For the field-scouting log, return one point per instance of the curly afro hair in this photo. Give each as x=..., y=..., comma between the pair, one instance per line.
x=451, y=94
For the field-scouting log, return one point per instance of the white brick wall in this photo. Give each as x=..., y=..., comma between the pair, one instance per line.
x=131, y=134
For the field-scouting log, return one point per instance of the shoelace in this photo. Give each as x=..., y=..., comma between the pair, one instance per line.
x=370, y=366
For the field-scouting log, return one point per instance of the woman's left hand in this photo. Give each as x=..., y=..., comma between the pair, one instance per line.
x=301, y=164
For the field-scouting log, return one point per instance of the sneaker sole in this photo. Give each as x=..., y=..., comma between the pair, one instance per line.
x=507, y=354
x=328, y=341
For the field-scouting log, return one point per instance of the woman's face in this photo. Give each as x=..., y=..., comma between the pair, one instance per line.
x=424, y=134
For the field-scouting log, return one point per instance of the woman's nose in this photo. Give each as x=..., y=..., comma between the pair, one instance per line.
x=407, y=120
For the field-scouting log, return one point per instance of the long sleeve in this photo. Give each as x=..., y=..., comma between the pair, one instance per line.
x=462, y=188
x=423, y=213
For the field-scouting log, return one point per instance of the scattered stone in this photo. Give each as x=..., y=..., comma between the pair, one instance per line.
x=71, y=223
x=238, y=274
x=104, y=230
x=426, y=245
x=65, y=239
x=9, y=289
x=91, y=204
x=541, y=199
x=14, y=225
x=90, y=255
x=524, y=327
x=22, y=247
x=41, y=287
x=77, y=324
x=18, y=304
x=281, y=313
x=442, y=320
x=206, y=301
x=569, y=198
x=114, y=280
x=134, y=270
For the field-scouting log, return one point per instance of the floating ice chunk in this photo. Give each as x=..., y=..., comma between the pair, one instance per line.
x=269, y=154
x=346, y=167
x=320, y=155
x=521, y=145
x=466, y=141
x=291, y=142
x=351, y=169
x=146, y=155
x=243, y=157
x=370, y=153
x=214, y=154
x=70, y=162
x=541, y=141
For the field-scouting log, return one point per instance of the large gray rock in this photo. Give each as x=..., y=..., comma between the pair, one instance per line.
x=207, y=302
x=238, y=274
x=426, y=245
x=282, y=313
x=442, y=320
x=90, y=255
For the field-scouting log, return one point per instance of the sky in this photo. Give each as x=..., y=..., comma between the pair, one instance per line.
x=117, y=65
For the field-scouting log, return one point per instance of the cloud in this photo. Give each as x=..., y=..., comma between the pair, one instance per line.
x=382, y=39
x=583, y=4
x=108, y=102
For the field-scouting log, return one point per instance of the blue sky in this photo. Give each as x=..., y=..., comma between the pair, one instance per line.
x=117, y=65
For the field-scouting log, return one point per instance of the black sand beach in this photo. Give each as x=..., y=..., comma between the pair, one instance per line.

□ □ □ □

**Assigned task**
Starting at the line that contains "of the long", copy each line through the last line of the listing, and copy nothing else.

**Answer space**
For the field-scouting log, return one point per instance of the long sleeve in this photo. Give each as x=..., y=..., comma between the pair, one instance per line.
x=462, y=188
x=423, y=213
For the field-scouting log, return one point per instance of the scattered stone in this photo. Give each as x=..., y=..., comma between the pair, one instance per line.
x=71, y=223
x=238, y=274
x=104, y=230
x=426, y=245
x=65, y=239
x=9, y=289
x=91, y=204
x=541, y=199
x=14, y=225
x=90, y=255
x=524, y=327
x=22, y=247
x=41, y=287
x=77, y=324
x=18, y=304
x=281, y=313
x=442, y=320
x=206, y=301
x=569, y=198
x=114, y=280
x=134, y=270
For the field-scouting log, return one point per instance of the floating ice chunk in this photo. Give each as x=..., y=..., comma between the pair, one instance per line.
x=269, y=154
x=346, y=167
x=320, y=155
x=521, y=145
x=466, y=141
x=291, y=142
x=351, y=169
x=146, y=155
x=243, y=157
x=370, y=153
x=214, y=154
x=70, y=162
x=541, y=141
For the field-scouting log, return one point per instance of the large gray rock in this photo. Give each as x=..., y=..., comma between the pair, one instance per line.
x=207, y=302
x=238, y=274
x=426, y=245
x=282, y=313
x=442, y=320
x=90, y=255
For the field-scouting log, return one point per instance of the sky in this photo. Give each as x=..., y=..., comma between the pair, one instance per line.
x=117, y=65
For the field-scouting log, return one point per instance of the cloud in this photo. Give each as x=..., y=..., comma between the pair, one instance per line.
x=382, y=39
x=583, y=4
x=108, y=102
For the field-scouting log, return one point per instance of the blue sky in this photo. Give each as x=..., y=..., comma between the pair, one instance per line.
x=117, y=65
For the field-scouting log, return one point per instance of the black sand beach in this photo. Give each as x=..., y=..., comma between the pair, one instance per line.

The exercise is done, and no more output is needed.